» **Task goal**:
Return the listing below word for word.

[start Data entries]

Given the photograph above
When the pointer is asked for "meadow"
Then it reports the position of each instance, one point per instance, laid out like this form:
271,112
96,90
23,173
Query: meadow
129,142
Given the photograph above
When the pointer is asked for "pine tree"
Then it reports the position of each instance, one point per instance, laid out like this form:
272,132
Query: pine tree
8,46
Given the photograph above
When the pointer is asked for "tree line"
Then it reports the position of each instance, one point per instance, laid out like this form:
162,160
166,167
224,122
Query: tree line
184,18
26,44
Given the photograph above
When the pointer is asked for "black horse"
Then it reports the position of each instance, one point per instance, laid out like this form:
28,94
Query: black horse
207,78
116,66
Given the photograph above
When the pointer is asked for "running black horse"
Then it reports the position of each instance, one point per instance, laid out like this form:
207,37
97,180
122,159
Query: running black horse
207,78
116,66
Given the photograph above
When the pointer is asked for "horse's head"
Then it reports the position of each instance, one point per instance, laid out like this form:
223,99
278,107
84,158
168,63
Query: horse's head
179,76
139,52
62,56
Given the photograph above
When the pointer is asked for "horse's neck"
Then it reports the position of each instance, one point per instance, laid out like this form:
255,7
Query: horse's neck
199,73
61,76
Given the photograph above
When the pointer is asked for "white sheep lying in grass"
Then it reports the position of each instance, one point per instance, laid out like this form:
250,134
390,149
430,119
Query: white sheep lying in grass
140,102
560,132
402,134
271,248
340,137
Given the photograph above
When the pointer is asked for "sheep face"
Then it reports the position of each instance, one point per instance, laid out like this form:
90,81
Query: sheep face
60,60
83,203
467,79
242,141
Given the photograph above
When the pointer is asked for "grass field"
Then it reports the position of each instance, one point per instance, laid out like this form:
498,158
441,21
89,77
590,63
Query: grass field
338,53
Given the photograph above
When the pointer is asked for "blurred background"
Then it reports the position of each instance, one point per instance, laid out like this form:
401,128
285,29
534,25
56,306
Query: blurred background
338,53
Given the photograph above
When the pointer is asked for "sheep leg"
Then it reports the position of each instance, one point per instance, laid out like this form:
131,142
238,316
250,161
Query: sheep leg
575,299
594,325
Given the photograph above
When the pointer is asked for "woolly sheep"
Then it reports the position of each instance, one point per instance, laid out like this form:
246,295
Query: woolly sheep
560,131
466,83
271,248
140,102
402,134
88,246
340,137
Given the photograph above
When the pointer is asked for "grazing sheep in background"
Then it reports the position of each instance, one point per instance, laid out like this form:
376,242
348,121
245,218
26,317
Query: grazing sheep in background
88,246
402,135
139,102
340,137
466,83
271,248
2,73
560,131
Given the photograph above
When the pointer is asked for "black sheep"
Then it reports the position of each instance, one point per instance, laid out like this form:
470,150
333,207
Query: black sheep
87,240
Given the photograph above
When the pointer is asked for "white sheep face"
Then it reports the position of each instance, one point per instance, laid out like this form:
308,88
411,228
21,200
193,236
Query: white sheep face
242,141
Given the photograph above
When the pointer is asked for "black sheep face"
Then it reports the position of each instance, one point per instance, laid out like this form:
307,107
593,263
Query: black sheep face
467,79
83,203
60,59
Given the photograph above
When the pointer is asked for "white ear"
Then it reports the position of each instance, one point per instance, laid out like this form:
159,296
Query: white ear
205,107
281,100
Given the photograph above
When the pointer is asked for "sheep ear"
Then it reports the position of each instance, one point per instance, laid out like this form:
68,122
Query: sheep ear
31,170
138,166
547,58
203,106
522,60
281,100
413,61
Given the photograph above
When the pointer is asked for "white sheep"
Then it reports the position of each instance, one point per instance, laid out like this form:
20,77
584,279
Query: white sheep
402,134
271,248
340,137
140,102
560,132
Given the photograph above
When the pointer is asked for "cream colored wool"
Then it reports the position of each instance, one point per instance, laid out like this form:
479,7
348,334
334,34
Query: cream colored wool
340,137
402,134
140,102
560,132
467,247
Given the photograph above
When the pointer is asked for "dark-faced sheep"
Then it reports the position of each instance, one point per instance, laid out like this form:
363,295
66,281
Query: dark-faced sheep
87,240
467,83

[end Data entries]

» **Final result**:
Given the photograph above
When the pointer is asked for "meadow"
Then it reports the position of each instance, one point per instance, laid out like this form:
271,112
96,90
23,173
Query: meadow
129,142
Given the photograph above
When the pointer is asked for "pine tree"
Then it reports the position of each instance, one point per instance, laid out like this form:
272,132
Query: pine tree
8,46
Given the photograph above
When the pointer is asked for "tree line"
Then it reports the position of each instance, one point per instance, laid out like this form:
162,160
166,167
224,122
Query: tree line
184,18
26,44
Given the photograph above
When the pointer is asked for "black horse"
Then it reports the position of each instance, one point per instance, laid out like this form:
28,94
Query: black horse
207,78
116,66
Given the photograph above
When the pointer is asked for "running black horse"
Then it reports the position of each instance, one point per instance, laid out like this form:
207,37
97,180
122,159
Query: running black horse
207,78
116,66
Given the photograph above
When the pointer is asked for "horse's head"
Then it reports the position of each instance, one point per instance, laid out like this form:
223,99
278,107
84,158
168,63
Query: horse's head
179,76
139,52
62,56
Given the photograph above
When the pointer is asked for "horse's neck"
Then it reports the position of each instance, one point per instance, laid out like this form:
255,7
Query: horse's neck
199,73
61,76
Given the photograph above
When the pointer is asked for "white sheep lying in grass"
Then it reports the position of each instance, one point per instance, laid out like this form:
250,134
390,149
430,119
Query: white sheep lying in grass
140,102
560,132
402,134
271,248
340,137
Given the photograph above
When the pointer is asked for "sheep face"
Then it reports the position of each instance, one point per instance, laid out like this form:
90,81
Query: sheep face
60,60
83,203
467,79
242,141
Given the photograph above
When the pointer is asked for "grass field"
Then it reports the position of each instance, one point per instance, laid out like this form:
498,158
441,21
89,77
590,63
Query: grass field
338,53
Given the photograph above
When the pointer is asked for "blurred background"
Then it reports the position of each instance, one point per instance, laid out like this form:
401,128
285,29
534,25
56,306
Query: blurred background
338,53
Given the photograph above
When the pointer is asked for "sheep leg"
Then it reports the position of each instance, one point per instance, laid out like this form:
131,142
238,316
250,161
Query: sheep leg
575,299
594,325
Given the photograph above
When the pointer is asked for "woolly sheep"
Then it reports the position of each instance, one point per instance, laid out like this form:
246,295
Query: woolly sheep
560,131
466,83
271,248
140,102
402,134
88,246
340,137
Given the photograph above
When the pointer is asked for "grazing sheep in background"
Then it reports the position of each instance, one point per instance, laid out like this form:
376,242
348,121
245,218
26,317
Query: grazing sheep in background
88,246
402,135
139,102
340,137
466,83
271,248
2,73
560,131
Given the photograph above
When the pointer is asked for "black sheep"
Then it reports the position of each instance, one point per instance, laid out like this form:
470,150
333,207
Query: black sheep
87,240
Given the photograph above
When the pointer is asked for "white sheep face"
Then it reports the position of each instance, one point per instance, laid out like this form:
308,88
411,228
21,200
193,236
Query: white sheep face
242,141
Given the photograph above
When the pointer is asked for "black sheep face"
Then it reports the position of each instance, one point per instance, laid out like this form:
307,107
593,263
Query: black sheep face
467,79
83,203
60,59
Given the photograph above
When the pointer is asked for "white ear"
Then it reports the position of each instance, one point per instance, laid out like this form:
159,296
Query: white ear
205,107
281,100
Given the photograph above
When the pointer is asked for "sheep ear"
Then it reports the position of each instance, one point per instance, laid out like this form:
68,122
Query: sheep ear
31,170
138,166
547,58
203,106
522,60
281,100
413,61
Given the photograph above
When the pointer is asked for "white sheep"
Then it reports the position of each instance, one point per instance, laid out like this form:
20,77
584,279
Query: white sheep
402,134
271,248
340,137
140,102
560,132
Given the photograph above
When the pointer is asked for "cream colored wool"
Then it reports the position of each instance, one point per instance, laid out like this form:
479,7
348,334
334,34
Query: cream colored wool
340,137
402,134
140,102
560,132
467,247
Given the photograph above
When the pointer is asked for "dark-faced sheep"
Then it reports the position of each instance, one point per instance, laid out like this form:
363,295
66,281
Query: dark-faced sheep
87,240
467,83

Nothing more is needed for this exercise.